### Selected passage

On the group photo above you can see us in front of the baguette stall. From the left to the right there is David, Shop Owner 1, Shop Owner 2, Shiho, Mika, João, Diana, Luis and me.

Day 16

Instant photo for Day 16 of “A Year in an Instant” by Nuno Coelho Santos


Today is an unusually busy day at the office. Models walking in and out accompanied by makeup artists, stylists, hairstylists and other staff every minute. I took a seat by the entrance to keep up with the action. Today is the second day of the Tokyo Mercedes-Benz Fashion Week. One of the shows is happening on the floor above and the changing room is here.


Terry Betts, a friend and coworker at Thread, introduced me to two of his friends who were visiting Tokyo this week: Tatsuo and Yamazaki. Yamazaki happens to be the name of one of my favourite Japanese whiskey brands.

I met with Tatsuo and Daniel who was travelling to Tokyo with him. We had Okonomiyaki in Shibuya at Bow’s Door. This time it was a Hiroshima style okonomiyaki: a version with more layers, spring onions and cabbage.

######
### Material

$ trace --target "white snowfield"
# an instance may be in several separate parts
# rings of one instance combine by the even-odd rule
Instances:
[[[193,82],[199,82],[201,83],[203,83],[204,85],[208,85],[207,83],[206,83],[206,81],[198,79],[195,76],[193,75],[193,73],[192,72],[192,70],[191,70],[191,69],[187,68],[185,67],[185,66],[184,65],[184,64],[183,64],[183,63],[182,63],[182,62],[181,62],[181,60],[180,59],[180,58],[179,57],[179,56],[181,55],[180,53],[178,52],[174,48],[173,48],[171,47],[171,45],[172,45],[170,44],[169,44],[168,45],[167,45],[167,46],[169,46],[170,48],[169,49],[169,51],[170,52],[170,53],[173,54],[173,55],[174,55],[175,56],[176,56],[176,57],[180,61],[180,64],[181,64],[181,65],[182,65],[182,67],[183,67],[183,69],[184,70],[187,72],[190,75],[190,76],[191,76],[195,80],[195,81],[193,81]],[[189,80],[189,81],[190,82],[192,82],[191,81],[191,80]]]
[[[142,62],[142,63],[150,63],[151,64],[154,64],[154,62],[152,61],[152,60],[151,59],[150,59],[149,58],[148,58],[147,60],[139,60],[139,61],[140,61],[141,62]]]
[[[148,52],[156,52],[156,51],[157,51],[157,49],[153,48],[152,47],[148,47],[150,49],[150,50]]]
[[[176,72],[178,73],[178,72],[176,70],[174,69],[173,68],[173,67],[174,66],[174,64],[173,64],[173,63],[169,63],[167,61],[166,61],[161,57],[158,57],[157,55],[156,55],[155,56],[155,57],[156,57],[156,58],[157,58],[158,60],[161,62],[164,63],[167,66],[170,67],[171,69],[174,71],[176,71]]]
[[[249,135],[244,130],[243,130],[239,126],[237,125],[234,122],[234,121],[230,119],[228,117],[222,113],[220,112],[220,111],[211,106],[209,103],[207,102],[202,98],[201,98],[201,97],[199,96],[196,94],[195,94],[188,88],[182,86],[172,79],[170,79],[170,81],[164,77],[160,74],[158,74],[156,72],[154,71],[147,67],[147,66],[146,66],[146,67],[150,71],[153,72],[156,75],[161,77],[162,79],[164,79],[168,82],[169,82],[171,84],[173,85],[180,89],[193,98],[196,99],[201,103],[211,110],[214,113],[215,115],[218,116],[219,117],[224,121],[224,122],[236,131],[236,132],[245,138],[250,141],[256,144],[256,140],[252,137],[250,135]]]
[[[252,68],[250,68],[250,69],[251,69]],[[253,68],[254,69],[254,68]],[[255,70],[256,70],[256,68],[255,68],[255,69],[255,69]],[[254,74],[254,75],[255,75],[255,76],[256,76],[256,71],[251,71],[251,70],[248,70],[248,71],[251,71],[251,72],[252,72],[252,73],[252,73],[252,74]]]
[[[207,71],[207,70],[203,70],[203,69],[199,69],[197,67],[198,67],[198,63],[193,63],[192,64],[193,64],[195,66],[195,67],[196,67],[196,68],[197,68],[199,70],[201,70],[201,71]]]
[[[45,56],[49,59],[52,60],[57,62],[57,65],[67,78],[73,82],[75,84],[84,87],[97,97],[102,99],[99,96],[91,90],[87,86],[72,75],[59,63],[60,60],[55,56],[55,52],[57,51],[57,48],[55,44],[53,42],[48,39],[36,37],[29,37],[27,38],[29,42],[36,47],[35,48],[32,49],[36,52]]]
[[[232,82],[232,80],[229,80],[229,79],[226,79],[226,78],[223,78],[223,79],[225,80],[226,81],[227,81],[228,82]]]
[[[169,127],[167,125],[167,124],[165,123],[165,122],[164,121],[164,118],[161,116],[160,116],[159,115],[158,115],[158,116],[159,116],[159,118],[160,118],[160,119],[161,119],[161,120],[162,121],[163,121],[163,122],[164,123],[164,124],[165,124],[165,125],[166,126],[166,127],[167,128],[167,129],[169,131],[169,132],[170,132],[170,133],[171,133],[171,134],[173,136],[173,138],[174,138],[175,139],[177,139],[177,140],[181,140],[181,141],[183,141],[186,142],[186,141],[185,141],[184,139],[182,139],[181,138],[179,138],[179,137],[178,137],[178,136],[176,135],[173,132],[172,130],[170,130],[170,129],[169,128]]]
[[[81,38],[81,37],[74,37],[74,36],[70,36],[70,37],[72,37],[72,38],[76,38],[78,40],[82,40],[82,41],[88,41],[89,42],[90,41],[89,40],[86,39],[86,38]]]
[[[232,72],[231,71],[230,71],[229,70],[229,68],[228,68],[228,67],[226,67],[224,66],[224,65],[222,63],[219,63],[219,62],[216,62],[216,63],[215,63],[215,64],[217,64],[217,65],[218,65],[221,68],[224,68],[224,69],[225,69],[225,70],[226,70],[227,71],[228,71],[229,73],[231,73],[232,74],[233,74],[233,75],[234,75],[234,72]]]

######

_Set exercise 1_. According to the Tokyo diary, what features set the Hiroshima style okonomiyaki apart?
_Set exercise 2_. Carry the Tokyo diary on from its last sentence.

_Written reply 1_. More layers, spring onions, cabbage

_Written reply 2_.
Yamazaki and Toda joined us soon later and we visited one of Tetsuo’s favourite music bars: JBS, which stands for Jazz, Blues and Soul. We opened the thick wooden door and heard the music coming from the large speakers at the back. The all-wooden walls made me feel like I was inside a music box. On both sides of the room you see rows of vinyls. The bar could accommodate no more than 10 customers and had about 4 by the time we walked in. The only other person was the owner behind the bar.

I ordered a Yamazaki, neat, and cheered with everyone else. We chatted amongst us and with the other customers, it was like we were all part of the the same group. I made my leave after my drink but I wish I would have stayed longer. I will have to come back again.

On the photo above you can see Daniel Todd sitting down, Toda Makoto standing up on the left and Yuji Yamazaki standing up on the right.